### The task:
The lines to reproduce run from the one containing "point per instance: stucco" through the end of the records below. Reproduce them exactly and add nothing.

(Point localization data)
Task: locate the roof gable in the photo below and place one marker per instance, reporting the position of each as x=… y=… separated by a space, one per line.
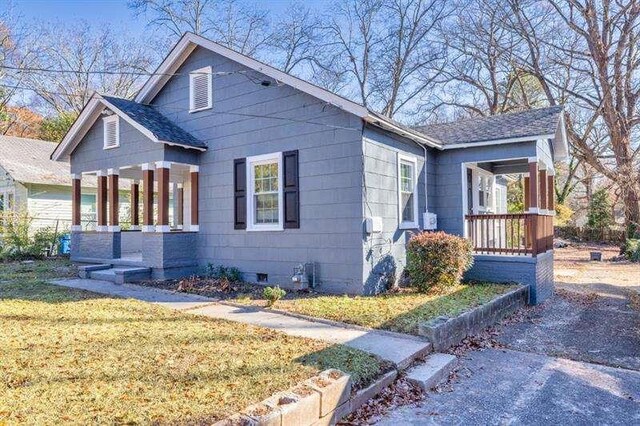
x=144 y=118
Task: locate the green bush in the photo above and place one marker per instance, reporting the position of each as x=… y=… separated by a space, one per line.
x=273 y=294
x=631 y=250
x=18 y=243
x=231 y=273
x=437 y=259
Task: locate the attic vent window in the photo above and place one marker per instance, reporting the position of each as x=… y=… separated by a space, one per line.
x=111 y=132
x=200 y=89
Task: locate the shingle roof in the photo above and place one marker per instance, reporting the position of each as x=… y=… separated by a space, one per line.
x=155 y=122
x=536 y=122
x=27 y=161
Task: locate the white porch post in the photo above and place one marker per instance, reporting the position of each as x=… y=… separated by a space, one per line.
x=76 y=202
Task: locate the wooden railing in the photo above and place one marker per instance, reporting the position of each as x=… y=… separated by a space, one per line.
x=517 y=234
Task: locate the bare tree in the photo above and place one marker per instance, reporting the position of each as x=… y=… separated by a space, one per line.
x=295 y=38
x=232 y=23
x=412 y=55
x=593 y=62
x=73 y=62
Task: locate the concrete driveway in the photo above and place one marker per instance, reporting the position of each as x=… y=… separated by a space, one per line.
x=573 y=360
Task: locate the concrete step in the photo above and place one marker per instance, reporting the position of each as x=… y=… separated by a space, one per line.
x=435 y=369
x=84 y=271
x=121 y=275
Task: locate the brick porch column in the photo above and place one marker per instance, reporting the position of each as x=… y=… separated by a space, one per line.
x=101 y=202
x=114 y=200
x=194 y=172
x=162 y=176
x=135 y=205
x=76 y=202
x=147 y=193
x=180 y=206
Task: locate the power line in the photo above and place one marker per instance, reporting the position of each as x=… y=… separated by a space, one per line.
x=107 y=72
x=213 y=112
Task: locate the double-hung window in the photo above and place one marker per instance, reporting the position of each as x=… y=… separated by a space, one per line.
x=265 y=198
x=407 y=192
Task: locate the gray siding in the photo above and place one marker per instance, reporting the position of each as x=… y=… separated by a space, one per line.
x=449 y=192
x=382 y=251
x=135 y=149
x=330 y=158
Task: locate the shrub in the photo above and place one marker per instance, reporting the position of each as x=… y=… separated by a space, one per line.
x=17 y=242
x=232 y=273
x=631 y=250
x=273 y=294
x=437 y=259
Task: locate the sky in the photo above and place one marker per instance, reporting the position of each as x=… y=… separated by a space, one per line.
x=113 y=12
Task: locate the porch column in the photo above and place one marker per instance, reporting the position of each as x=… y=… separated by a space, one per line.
x=101 y=202
x=135 y=205
x=533 y=185
x=114 y=200
x=551 y=202
x=180 y=206
x=543 y=191
x=76 y=202
x=162 y=169
x=147 y=193
x=194 y=177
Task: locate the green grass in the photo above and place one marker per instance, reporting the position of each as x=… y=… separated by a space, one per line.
x=76 y=357
x=401 y=312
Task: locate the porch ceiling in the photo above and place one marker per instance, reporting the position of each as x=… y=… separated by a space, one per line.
x=505 y=167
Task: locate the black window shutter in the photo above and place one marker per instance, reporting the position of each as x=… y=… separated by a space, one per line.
x=291 y=190
x=240 y=193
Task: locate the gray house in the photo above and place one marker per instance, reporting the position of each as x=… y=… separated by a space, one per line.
x=234 y=162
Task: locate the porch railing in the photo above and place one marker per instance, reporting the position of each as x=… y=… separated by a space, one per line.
x=514 y=234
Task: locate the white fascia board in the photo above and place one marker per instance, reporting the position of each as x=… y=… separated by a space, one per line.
x=499 y=141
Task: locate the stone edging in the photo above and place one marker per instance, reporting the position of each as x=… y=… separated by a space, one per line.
x=323 y=399
x=444 y=332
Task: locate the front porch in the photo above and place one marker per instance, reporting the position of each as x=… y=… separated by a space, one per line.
x=160 y=230
x=511 y=246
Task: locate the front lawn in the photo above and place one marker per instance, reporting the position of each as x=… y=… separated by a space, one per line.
x=74 y=356
x=402 y=311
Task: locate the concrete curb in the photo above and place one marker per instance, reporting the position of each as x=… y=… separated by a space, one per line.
x=324 y=399
x=444 y=332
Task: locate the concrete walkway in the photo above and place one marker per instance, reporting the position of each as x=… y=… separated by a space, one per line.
x=395 y=348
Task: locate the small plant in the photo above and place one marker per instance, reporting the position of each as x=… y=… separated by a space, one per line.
x=437 y=259
x=273 y=294
x=231 y=273
x=600 y=214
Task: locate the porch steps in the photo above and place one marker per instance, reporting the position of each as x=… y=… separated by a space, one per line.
x=435 y=369
x=85 y=270
x=120 y=275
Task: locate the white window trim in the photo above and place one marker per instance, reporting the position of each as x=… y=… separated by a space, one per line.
x=208 y=70
x=415 y=223
x=106 y=120
x=264 y=159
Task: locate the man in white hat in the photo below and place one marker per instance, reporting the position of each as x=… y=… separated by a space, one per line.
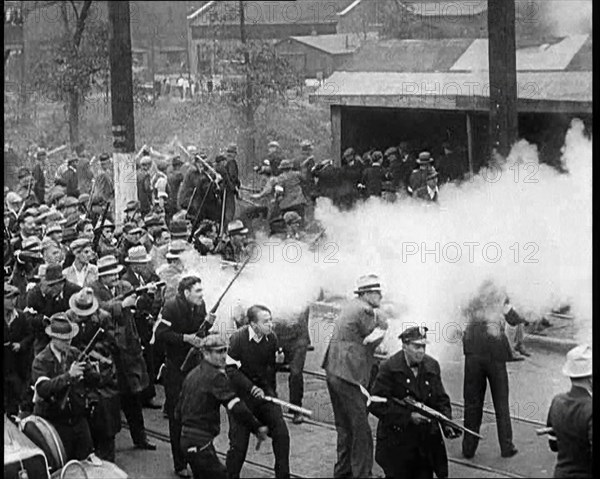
x=56 y=372
x=348 y=363
x=570 y=417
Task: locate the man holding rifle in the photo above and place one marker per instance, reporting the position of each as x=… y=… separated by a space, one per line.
x=410 y=444
x=253 y=350
x=181 y=324
x=57 y=371
x=205 y=389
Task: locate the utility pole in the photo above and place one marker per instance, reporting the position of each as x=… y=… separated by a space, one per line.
x=121 y=87
x=503 y=126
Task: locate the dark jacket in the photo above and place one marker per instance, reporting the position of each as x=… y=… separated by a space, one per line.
x=204 y=390
x=346 y=356
x=257 y=363
x=71 y=180
x=372 y=178
x=40 y=182
x=179 y=317
x=44 y=306
x=51 y=380
x=20 y=332
x=397 y=436
x=570 y=417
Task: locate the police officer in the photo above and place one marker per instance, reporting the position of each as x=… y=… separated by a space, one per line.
x=570 y=417
x=409 y=444
x=204 y=390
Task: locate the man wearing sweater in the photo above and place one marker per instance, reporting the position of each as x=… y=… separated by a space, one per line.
x=253 y=349
x=204 y=390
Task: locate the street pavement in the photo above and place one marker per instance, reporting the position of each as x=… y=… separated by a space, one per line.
x=313 y=447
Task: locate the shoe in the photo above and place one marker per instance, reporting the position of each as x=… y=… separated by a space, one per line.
x=523 y=351
x=146 y=445
x=510 y=453
x=298 y=419
x=151 y=405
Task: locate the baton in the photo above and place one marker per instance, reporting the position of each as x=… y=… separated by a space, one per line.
x=287 y=405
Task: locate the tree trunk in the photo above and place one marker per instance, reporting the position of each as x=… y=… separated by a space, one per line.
x=73 y=118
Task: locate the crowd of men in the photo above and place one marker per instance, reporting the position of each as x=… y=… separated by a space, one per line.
x=76 y=282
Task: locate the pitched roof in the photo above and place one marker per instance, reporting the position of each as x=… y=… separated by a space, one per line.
x=336 y=44
x=268 y=12
x=538 y=58
x=549 y=86
x=409 y=55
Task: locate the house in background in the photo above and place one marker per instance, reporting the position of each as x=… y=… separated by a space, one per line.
x=318 y=56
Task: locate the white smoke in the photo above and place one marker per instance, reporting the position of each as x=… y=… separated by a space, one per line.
x=522 y=224
x=562 y=17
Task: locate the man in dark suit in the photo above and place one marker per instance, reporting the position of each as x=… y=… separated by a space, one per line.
x=409 y=444
x=570 y=417
x=486 y=350
x=348 y=363
x=18 y=340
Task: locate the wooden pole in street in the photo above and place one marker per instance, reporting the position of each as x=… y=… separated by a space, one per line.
x=121 y=87
x=503 y=128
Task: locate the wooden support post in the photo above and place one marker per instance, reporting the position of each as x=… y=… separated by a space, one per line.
x=336 y=134
x=121 y=83
x=503 y=76
x=470 y=142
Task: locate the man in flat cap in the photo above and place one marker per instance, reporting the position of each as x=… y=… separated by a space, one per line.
x=409 y=444
x=348 y=363
x=570 y=417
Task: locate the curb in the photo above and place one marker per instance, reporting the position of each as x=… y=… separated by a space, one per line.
x=548 y=343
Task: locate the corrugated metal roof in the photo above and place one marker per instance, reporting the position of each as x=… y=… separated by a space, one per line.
x=446 y=8
x=409 y=55
x=539 y=58
x=268 y=12
x=337 y=44
x=548 y=86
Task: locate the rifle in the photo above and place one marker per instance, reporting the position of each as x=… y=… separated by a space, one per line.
x=98 y=232
x=84 y=354
x=140 y=290
x=205 y=326
x=421 y=408
x=197 y=218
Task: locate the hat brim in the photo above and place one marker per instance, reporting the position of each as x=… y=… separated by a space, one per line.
x=83 y=312
x=116 y=270
x=144 y=260
x=65 y=337
x=571 y=374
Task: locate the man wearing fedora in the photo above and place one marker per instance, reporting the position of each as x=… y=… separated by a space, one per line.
x=409 y=444
x=56 y=372
x=18 y=342
x=132 y=372
x=348 y=363
x=287 y=188
x=82 y=272
x=49 y=296
x=104 y=417
x=139 y=273
x=178 y=329
x=418 y=177
x=429 y=191
x=570 y=417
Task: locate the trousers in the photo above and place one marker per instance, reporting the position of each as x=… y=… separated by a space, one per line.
x=354 y=438
x=239 y=436
x=479 y=371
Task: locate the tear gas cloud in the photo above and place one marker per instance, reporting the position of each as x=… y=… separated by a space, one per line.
x=521 y=224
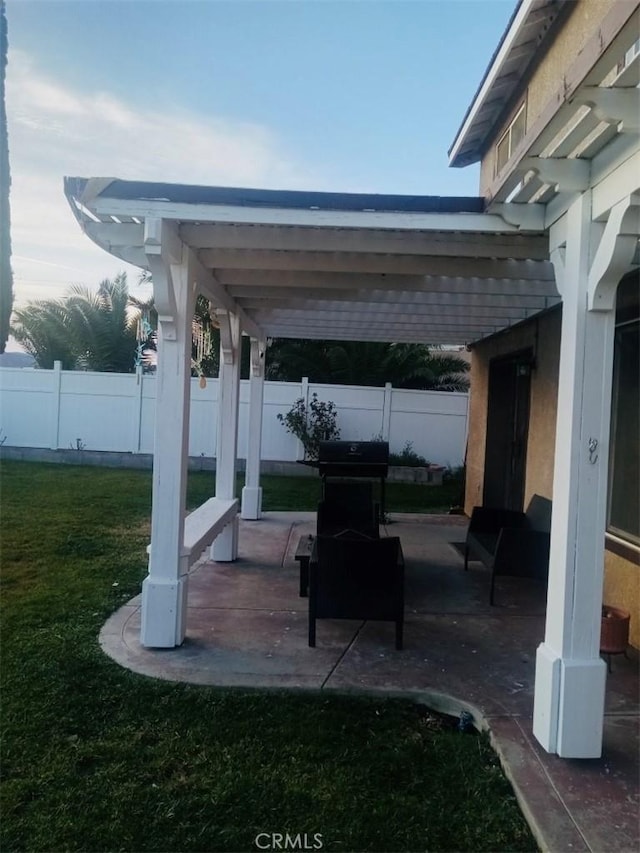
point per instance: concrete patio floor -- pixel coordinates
(247, 626)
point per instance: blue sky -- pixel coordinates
(303, 94)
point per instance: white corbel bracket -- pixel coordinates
(258, 349)
(567, 175)
(612, 105)
(526, 217)
(615, 252)
(162, 247)
(229, 337)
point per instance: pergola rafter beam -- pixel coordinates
(534, 272)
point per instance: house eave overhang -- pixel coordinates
(529, 26)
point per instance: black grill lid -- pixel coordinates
(354, 453)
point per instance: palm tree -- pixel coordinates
(85, 330)
(6, 273)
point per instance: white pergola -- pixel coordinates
(406, 269)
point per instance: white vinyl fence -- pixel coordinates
(115, 412)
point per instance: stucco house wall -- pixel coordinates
(580, 21)
(542, 335)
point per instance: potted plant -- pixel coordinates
(614, 633)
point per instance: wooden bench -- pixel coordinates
(203, 525)
(510, 542)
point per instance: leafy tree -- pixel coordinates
(85, 330)
(6, 274)
(311, 424)
(367, 363)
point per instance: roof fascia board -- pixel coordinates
(141, 209)
(210, 287)
(516, 25)
(538, 271)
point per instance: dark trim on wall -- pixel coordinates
(535, 318)
(622, 549)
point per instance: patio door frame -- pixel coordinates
(508, 408)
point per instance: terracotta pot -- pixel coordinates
(614, 634)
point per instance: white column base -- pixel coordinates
(225, 545)
(164, 612)
(568, 713)
(251, 503)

### Answer for this exercise:
point per instance: stucco house wall -- pixel coordinates
(580, 21)
(542, 335)
point per instance: potted plant -- pixel coordinates
(614, 633)
point per instance: wooden bench -- pixel coordinates
(203, 525)
(510, 542)
point per instance: leafy tree -- pixel coordinates
(85, 330)
(6, 274)
(311, 424)
(367, 363)
point per instance: roof fascia board -- pixel coordinates
(141, 209)
(210, 287)
(516, 25)
(538, 271)
point per instance: dark trim on wall -- pixel coordinates
(535, 318)
(622, 549)
point per instance: patio door frame -- pixel coordinates
(508, 408)
point per instance: terracotta pot -- pixel coordinates
(614, 634)
point per instance: white column base -- pixel coordinates
(225, 545)
(164, 612)
(568, 713)
(251, 503)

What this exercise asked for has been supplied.